- [Records to process]:
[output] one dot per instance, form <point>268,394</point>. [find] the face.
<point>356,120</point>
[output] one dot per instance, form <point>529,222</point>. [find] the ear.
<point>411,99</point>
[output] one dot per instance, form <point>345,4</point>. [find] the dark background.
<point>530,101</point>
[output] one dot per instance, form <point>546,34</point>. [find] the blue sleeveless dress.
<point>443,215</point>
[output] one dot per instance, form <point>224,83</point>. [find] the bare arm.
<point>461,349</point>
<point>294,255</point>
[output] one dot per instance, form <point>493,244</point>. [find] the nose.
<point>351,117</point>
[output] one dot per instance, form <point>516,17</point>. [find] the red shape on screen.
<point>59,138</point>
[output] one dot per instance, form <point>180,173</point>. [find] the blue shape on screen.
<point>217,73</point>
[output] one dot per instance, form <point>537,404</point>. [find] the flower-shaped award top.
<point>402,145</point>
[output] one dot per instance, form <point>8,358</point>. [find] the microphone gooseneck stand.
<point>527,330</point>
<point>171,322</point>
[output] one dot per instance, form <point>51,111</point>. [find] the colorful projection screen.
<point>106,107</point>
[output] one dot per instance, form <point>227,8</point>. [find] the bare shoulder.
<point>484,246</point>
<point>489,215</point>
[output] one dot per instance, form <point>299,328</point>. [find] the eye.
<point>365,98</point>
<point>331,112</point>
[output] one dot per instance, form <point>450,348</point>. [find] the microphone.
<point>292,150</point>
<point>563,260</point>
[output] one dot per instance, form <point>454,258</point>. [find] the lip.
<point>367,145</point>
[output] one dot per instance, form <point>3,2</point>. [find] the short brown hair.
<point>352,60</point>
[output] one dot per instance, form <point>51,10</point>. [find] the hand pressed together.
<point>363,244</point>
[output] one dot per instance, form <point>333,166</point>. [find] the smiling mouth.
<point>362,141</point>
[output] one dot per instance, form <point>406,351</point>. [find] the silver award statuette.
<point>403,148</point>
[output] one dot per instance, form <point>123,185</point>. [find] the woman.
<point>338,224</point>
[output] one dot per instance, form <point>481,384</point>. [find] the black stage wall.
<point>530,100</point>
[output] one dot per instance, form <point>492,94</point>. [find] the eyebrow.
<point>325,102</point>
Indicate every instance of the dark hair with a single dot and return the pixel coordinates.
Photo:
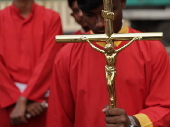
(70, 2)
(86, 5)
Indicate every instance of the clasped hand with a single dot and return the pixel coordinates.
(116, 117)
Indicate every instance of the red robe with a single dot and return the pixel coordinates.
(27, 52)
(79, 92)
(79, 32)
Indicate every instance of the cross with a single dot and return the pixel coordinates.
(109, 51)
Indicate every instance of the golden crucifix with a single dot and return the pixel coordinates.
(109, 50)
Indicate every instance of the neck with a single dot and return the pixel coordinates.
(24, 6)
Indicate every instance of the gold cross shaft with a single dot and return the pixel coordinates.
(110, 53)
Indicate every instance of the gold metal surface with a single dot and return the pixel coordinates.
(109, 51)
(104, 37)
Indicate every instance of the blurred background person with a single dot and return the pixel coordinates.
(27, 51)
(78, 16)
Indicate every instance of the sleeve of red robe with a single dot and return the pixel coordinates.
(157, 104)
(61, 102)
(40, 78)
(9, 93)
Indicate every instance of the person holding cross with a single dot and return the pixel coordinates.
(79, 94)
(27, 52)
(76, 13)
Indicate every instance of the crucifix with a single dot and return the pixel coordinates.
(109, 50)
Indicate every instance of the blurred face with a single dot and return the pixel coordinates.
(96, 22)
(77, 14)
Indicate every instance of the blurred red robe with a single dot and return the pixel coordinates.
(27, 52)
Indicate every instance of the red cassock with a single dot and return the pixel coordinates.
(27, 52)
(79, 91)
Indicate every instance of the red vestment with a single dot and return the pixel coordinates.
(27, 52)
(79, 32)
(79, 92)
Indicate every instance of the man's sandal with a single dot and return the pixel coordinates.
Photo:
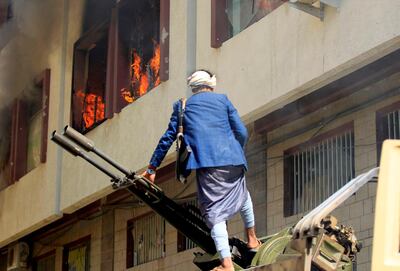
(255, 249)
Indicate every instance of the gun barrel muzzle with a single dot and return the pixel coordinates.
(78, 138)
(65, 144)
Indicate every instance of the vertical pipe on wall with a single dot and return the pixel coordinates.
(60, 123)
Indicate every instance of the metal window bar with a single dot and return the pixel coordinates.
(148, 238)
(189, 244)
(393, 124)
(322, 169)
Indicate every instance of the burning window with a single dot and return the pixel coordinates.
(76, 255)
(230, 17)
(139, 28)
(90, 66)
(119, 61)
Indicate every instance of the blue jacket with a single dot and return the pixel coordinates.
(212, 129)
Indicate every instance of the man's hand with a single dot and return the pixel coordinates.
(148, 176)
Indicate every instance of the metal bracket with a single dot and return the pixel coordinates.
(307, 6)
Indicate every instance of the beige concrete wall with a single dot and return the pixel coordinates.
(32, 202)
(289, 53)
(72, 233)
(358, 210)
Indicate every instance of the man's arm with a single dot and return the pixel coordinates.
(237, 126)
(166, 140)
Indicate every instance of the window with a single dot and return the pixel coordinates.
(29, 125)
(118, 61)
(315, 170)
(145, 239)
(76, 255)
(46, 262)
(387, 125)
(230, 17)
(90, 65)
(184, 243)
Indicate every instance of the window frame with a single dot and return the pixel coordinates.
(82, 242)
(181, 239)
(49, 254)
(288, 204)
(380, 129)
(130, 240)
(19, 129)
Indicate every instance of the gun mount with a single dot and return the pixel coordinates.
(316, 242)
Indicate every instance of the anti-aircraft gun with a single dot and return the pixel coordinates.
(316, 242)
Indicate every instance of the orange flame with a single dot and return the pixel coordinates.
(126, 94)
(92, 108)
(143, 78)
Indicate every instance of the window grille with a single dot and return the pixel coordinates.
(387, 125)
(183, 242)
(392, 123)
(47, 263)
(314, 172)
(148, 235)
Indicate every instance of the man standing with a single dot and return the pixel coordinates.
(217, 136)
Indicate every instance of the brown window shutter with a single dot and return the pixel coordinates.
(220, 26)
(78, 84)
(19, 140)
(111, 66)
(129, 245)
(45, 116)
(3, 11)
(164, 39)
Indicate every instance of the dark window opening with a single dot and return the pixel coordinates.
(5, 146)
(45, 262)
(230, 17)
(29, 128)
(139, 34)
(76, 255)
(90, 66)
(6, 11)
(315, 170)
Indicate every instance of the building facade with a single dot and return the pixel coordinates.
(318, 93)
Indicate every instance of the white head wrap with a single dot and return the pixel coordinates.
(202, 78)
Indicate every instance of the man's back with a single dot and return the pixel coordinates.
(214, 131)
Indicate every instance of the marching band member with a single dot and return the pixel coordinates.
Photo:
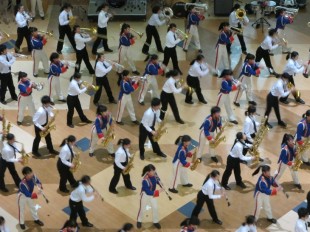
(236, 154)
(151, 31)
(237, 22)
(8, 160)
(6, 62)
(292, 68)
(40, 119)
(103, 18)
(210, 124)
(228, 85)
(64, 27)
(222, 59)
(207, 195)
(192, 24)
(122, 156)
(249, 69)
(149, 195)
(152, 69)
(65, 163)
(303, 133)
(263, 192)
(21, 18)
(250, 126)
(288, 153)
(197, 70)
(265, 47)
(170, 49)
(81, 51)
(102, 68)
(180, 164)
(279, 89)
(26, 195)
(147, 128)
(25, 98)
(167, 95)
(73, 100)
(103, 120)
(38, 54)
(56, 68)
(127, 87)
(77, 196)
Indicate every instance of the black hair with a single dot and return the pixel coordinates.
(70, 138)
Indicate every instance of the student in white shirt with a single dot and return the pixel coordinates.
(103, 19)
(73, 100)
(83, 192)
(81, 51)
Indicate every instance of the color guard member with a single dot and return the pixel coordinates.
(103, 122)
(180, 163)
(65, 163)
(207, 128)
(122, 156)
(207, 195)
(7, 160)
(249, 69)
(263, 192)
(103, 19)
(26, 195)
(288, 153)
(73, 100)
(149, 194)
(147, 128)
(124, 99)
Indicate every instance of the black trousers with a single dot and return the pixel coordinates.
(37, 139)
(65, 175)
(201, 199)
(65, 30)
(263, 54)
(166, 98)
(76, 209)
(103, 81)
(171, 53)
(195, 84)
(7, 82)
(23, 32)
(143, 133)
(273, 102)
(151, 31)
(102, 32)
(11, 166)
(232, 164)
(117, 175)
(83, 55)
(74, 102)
* * *
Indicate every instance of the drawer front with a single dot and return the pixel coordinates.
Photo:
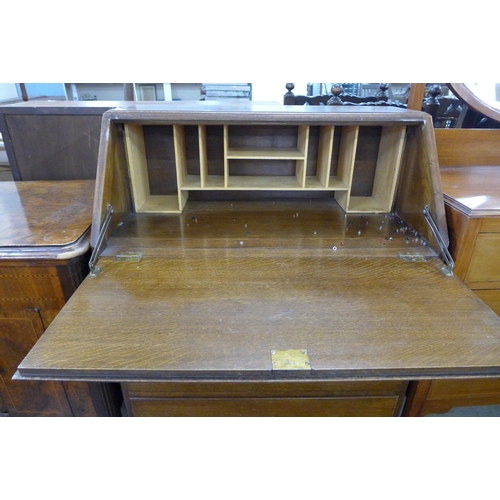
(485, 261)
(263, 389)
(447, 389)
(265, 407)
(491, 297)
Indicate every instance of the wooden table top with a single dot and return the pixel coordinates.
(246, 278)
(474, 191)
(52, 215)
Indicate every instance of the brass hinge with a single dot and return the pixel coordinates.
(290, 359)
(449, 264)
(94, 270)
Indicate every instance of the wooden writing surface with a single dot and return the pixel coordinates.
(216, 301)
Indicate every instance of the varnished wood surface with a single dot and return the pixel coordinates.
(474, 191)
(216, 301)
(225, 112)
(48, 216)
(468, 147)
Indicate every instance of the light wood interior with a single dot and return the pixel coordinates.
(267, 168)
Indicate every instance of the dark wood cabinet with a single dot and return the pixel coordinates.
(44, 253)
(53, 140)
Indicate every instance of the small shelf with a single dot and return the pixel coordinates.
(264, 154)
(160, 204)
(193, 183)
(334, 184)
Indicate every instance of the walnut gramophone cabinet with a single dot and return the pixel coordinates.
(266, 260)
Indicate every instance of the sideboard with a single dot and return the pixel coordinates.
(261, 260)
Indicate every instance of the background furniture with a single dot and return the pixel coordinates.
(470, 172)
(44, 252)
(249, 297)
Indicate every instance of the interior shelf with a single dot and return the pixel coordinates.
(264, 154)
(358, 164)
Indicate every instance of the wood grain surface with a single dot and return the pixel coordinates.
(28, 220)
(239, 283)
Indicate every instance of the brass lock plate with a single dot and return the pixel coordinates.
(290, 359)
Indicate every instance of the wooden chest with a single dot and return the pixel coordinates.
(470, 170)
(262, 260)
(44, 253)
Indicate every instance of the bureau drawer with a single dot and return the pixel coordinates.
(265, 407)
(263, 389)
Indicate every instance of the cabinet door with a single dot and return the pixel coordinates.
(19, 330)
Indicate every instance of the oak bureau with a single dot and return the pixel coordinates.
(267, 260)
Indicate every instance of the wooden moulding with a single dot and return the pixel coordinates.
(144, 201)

- [To do]: Repeat every line of the records from the one containing "[output] one dot per instance, form <point>268,394</point>." down to the one containing "<point>443,215</point>", keeping both end lines and changing nothing.

- [Solution below]:
[output] one dot per instance, form <point>268,394</point>. [find] the face.
<point>356,120</point>
[output] one dot per instance, form <point>529,222</point>. [find] the ear.
<point>411,99</point>
[output] one dot per instance, form <point>345,4</point>. [find] the dark background.
<point>530,101</point>
[output] one dot per instance, form <point>546,34</point>. [find] the blue sleeveless dress.
<point>443,215</point>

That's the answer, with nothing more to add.